==== INPUT DATA ====
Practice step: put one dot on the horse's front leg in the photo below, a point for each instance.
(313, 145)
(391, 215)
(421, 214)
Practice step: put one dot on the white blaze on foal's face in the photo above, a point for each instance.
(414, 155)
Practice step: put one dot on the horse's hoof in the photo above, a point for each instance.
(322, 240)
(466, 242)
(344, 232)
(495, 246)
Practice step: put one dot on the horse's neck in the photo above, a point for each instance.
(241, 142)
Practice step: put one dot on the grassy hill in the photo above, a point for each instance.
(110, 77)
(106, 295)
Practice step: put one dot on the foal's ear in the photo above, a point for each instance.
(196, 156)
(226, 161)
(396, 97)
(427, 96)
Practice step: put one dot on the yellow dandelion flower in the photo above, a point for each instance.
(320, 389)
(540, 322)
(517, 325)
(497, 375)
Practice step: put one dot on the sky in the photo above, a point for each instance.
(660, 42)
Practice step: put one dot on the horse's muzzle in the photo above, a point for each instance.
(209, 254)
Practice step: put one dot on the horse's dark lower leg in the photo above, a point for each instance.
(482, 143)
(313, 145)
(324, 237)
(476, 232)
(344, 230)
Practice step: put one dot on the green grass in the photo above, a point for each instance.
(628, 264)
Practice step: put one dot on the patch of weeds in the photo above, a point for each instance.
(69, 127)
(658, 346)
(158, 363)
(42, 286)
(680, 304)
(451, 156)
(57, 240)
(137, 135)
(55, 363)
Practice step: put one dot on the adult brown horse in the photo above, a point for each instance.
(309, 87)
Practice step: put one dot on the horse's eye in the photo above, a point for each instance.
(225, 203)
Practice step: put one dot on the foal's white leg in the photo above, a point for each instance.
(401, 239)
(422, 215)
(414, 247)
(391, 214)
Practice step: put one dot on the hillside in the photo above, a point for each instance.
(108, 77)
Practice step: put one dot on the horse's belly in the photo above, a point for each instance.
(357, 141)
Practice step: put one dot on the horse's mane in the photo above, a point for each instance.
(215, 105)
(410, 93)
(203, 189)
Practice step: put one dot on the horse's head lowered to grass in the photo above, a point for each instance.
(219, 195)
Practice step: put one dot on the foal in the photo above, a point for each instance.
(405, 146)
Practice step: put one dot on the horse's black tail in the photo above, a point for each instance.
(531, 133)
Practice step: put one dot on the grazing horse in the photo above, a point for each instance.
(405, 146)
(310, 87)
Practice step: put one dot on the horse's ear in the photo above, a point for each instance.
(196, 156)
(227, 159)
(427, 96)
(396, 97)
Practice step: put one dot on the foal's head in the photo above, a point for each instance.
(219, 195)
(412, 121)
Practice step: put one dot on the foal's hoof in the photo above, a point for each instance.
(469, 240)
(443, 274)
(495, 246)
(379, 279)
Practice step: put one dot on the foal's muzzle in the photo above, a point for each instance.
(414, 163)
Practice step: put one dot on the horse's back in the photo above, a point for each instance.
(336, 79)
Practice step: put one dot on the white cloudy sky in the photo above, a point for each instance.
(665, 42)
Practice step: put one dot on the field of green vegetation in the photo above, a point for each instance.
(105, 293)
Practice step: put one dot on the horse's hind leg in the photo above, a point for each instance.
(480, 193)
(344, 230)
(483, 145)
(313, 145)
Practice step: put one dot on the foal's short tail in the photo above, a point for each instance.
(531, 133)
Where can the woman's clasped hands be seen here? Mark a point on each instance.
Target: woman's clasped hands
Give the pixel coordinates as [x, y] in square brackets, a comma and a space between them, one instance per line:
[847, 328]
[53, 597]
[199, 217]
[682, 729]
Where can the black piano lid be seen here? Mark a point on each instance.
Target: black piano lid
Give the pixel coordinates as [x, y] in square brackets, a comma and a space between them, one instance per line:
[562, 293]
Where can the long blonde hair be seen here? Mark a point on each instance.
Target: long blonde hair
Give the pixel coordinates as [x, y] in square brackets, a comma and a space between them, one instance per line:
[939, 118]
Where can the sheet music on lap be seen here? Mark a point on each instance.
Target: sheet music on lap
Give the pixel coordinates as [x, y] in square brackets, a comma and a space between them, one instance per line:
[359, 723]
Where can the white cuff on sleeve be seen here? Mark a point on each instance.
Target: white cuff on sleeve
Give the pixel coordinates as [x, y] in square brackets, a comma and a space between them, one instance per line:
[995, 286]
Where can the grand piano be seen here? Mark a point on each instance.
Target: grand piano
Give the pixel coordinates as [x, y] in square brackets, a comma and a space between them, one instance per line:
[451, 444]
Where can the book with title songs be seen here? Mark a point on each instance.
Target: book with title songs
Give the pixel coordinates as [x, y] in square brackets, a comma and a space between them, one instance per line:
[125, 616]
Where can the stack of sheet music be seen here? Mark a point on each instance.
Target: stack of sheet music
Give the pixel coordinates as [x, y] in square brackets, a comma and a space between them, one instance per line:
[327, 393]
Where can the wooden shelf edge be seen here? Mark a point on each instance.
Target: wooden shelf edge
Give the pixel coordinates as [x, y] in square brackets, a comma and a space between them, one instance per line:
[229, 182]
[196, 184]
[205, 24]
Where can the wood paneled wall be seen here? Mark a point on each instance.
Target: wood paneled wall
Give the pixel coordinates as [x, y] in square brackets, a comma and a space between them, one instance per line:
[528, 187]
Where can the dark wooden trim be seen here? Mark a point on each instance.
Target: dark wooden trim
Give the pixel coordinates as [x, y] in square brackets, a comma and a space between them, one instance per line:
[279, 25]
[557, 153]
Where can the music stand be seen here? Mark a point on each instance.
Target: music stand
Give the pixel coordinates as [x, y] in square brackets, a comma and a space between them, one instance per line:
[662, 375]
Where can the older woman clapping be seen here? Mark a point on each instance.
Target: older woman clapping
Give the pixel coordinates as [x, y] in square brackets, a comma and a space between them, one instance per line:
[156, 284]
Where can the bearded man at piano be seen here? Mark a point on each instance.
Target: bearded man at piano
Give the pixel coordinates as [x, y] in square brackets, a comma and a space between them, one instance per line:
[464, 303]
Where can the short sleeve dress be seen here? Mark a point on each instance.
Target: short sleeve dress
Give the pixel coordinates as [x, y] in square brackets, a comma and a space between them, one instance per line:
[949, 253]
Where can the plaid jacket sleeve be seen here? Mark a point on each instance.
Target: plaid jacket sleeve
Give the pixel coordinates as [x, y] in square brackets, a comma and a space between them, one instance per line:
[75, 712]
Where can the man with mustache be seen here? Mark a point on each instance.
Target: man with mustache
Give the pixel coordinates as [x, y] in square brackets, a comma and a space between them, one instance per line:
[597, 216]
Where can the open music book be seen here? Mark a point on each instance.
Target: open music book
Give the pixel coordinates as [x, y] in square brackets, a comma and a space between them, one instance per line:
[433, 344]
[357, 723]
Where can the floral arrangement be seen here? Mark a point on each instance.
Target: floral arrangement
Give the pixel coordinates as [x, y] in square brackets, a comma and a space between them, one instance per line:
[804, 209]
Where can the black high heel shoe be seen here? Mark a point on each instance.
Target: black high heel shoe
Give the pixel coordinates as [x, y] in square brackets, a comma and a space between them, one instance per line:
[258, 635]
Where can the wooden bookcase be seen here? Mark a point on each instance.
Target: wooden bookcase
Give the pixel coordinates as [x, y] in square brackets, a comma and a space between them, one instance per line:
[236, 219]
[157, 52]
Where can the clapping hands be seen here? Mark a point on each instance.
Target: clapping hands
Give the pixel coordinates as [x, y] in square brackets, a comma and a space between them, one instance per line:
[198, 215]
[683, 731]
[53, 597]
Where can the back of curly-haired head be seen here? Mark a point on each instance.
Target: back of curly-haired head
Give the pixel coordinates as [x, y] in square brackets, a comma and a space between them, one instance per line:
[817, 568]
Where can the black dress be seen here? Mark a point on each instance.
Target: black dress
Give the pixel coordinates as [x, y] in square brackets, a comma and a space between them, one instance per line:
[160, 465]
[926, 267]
====
WORK REQUIRED: Only the lines from the one containing "Where can the wooden bookcase" through the end of the entries above belong in the answer; repeat them exactly.

FINAL RESULT:
Where can the wooden bookcase be seen here? Mark a point on each instance.
Target: wooden bookcase
Give the pixel coordinates as [x, y] in square brackets, a comma and a space between them, one instance per line:
[236, 219]
[157, 52]
Where can the clapping hands be seen here? Mark a point on each instance.
Target: clapping hands
Give the pixel coordinates as [x, y] in square brackets, a comma and a space between them, one instance per line:
[198, 215]
[683, 731]
[53, 597]
Where can the back of curly-haired head be seen here? Mark a point on each instance.
Target: back of curly-haired head
Give the pixel coordinates as [x, y] in square brackets, a comma and a space between them, one instance per line:
[817, 568]
Where can the black dress be seen here? Mark a point on each instance.
Target: black dress
Give the pixel coordinates as [x, y] in square brackets, a comma and a space between them, one instance per line:
[160, 465]
[926, 267]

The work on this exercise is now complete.